++++ Text to read ++++
I take time to switch lenses; he admires the northwest view. I know with another busy season in the bag, he’s thinking about life at a different speed. He could be simply thinking about the blue line of the ocean meeting the sky, but that’s on the esoteric side for him. I haven’t seen him check his phone to see how his fantasy team is doing, so it’s a distinct possibility that he’s wondering about that while he’s staring off into the wild blue yonder.
The drinking fountain nearby is a welcome sight and I gulp. Minutes later, he asks if I got some water. He’s like that.
We take the trail down the hill toward the water. Others are wearing shorts and tanks. They’re hatless. Most are younger, but not all. A few are dressed as if they were on a weekend stroll, wedged strappy sandals crunching against the gravel, dangling earrings flashing in the sunlight. I can’t help the story my brain begins to weave about who they are and why they’re here. I trudge down the hill taking note of the trail marker which sports an illustration of a snake.
We stop when we feel the breeze pick up, gazing at the ocean. We talk of whatever comes to mind. He talks of work. I listen. We continue along.
“The drag about this hike is it’s uphill all the way back,” I say.
“I know.” He has to be waiting for me to throw in the towel, but we continue. He gave me an out earlier because of the heat and I knew that meant even he thought it was hot.
++++ Data entries ++++
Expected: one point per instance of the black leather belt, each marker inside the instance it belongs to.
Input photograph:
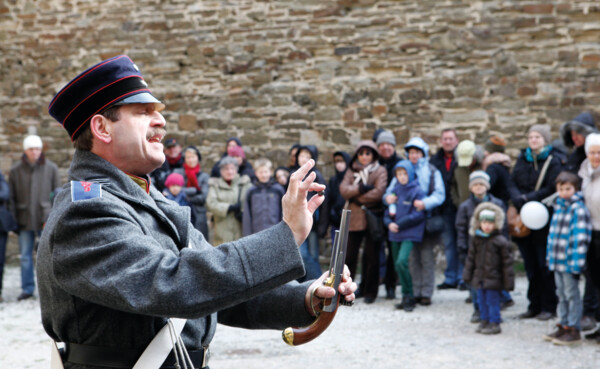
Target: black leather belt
(123, 358)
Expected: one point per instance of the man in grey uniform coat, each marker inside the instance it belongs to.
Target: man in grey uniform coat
(116, 259)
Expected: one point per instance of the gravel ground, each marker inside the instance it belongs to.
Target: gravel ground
(364, 336)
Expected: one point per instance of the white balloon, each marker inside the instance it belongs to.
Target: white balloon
(534, 215)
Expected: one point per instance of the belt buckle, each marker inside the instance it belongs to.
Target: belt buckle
(205, 356)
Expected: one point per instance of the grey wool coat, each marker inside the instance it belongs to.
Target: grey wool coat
(112, 269)
(220, 195)
(32, 187)
(489, 263)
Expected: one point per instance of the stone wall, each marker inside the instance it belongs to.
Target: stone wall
(323, 72)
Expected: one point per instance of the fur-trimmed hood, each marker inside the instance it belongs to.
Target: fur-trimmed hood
(584, 124)
(474, 224)
(496, 157)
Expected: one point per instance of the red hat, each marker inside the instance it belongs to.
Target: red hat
(174, 179)
(236, 151)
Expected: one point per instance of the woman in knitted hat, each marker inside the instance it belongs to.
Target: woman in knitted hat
(195, 187)
(534, 174)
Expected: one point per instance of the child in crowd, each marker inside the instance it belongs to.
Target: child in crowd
(282, 176)
(568, 240)
(310, 248)
(489, 264)
(173, 191)
(406, 225)
(479, 184)
(263, 200)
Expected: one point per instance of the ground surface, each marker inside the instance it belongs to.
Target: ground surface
(364, 336)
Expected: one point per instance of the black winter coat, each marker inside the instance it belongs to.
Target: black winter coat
(525, 175)
(489, 264)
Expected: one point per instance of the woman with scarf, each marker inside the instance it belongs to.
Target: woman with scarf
(195, 186)
(589, 171)
(526, 173)
(363, 185)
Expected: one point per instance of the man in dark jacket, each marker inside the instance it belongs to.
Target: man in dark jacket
(386, 147)
(573, 134)
(34, 181)
(444, 160)
(116, 259)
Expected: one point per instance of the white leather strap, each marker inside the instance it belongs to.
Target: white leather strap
(55, 359)
(160, 346)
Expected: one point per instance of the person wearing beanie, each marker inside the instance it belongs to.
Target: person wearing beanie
(195, 187)
(406, 226)
(173, 191)
(479, 184)
(422, 258)
(494, 144)
(310, 247)
(589, 172)
(33, 182)
(117, 260)
(489, 264)
(386, 148)
(525, 175)
(573, 134)
(445, 161)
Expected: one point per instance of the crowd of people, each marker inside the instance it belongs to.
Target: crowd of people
(403, 205)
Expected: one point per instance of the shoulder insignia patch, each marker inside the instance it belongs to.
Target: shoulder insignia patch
(82, 190)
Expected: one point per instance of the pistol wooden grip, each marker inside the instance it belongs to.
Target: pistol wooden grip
(295, 336)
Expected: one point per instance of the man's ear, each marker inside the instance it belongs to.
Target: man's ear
(101, 128)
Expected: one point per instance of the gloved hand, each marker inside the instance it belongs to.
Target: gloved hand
(233, 208)
(363, 188)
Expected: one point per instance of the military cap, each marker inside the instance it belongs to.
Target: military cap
(114, 81)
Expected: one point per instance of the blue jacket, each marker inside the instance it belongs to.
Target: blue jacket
(411, 222)
(569, 236)
(263, 207)
(423, 172)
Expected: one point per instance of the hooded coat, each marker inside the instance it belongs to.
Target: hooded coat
(425, 173)
(525, 175)
(334, 201)
(318, 220)
(262, 208)
(220, 195)
(584, 124)
(410, 221)
(489, 263)
(373, 175)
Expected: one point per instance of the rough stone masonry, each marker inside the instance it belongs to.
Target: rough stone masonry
(314, 71)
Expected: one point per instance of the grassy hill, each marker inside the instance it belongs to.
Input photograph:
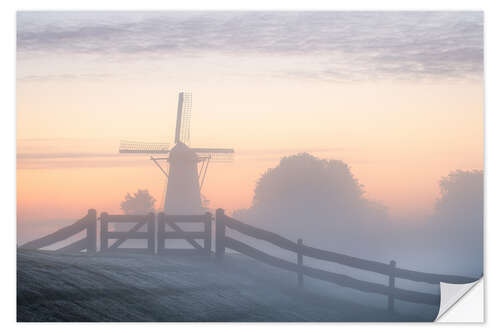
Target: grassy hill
(133, 287)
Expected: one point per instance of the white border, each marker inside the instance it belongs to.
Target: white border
(7, 21)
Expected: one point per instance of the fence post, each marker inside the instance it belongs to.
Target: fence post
(220, 233)
(300, 261)
(208, 233)
(392, 280)
(160, 233)
(92, 231)
(104, 231)
(151, 232)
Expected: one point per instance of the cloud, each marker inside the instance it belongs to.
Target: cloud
(347, 45)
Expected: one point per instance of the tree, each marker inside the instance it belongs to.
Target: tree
(458, 219)
(316, 199)
(140, 203)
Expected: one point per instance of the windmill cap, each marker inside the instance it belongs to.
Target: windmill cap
(182, 151)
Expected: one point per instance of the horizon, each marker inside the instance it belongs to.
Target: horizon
(324, 83)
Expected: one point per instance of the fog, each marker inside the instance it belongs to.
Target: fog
(322, 202)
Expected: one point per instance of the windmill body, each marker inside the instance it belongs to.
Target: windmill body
(184, 167)
(183, 189)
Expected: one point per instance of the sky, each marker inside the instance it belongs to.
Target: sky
(398, 96)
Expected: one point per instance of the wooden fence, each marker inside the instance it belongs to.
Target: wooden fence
(223, 242)
(390, 270)
(189, 236)
(134, 233)
(88, 223)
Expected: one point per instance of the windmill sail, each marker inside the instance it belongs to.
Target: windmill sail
(135, 147)
(182, 128)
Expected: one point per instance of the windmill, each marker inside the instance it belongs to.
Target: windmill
(184, 167)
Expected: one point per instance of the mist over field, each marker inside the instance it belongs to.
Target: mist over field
(323, 203)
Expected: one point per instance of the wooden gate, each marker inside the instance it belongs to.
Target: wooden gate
(134, 233)
(189, 236)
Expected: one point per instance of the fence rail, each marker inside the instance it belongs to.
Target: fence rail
(222, 242)
(122, 236)
(189, 236)
(87, 223)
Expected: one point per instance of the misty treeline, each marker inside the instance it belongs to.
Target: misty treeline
(322, 202)
(141, 202)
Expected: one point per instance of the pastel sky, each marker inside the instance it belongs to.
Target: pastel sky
(396, 95)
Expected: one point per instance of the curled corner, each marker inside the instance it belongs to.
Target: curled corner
(451, 294)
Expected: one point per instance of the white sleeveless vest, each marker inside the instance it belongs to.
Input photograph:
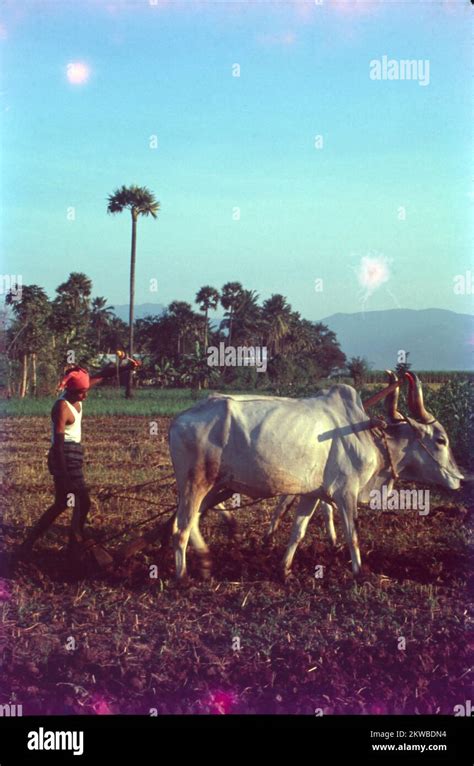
++++
*Prompt A*
State how many lines of the rows contain the word "military", giving only the number.
*Prompt B*
Pick up the hiking passage after its final sentence and keep it going.
The hiking passage and the rows have nothing to do with each other.

*Exercise response A*
2

*Exercise response B*
I’m ready to take my over shirt off by now and tie it around my waist but I don’t. I let it flap about me as we walk. I fuss with the camera strap over my shoulder.
Two younger women pass after we stop along the trail. They’re engrossed in talk, tanned, and dressed in something I’d expect to see on people on a beautiful day in Paradise. At the end of the trail, they take the only bench and I joke about asking them to share it with us, squeezing in next to them. We both laugh about it as we continue to a place where we can stand. We talk about the nerdish types of things we usually discuss: the shape of the big bay, the mountains in the distance, whether North Island is a land fill. We wonder aloud what it must have been like in the forties, the fifties. A sleepy town with a large military presence which remains to this day.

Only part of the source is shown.